# TASK PROMPT
Starting at the line that contains "Question. Identify every instance of the tree", transcribe each line exactly through the last line of the data. Include nothing else.

# GIVEN DATA
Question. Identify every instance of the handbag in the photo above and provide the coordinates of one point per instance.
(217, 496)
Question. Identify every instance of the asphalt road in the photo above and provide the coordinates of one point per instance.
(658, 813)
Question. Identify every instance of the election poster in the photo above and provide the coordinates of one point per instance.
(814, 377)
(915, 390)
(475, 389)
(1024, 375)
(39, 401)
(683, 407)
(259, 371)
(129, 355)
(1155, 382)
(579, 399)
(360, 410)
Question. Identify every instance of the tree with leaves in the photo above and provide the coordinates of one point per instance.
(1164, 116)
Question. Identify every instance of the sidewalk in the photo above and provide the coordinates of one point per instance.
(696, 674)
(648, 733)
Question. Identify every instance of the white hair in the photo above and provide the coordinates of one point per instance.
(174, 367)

# EXERCISE OUTPUT
Question. Identify every instance of the tree with leaves in the photo above and provide the coordinates of one point per instance.
(1164, 116)
Question. Identify every instance of the sidewalk in the photo above and provide the coordinates of one point per instance.
(696, 674)
(648, 733)
Question. Identify every instance of the white hair in the photo above and provide the coordinates of one point per instance.
(174, 367)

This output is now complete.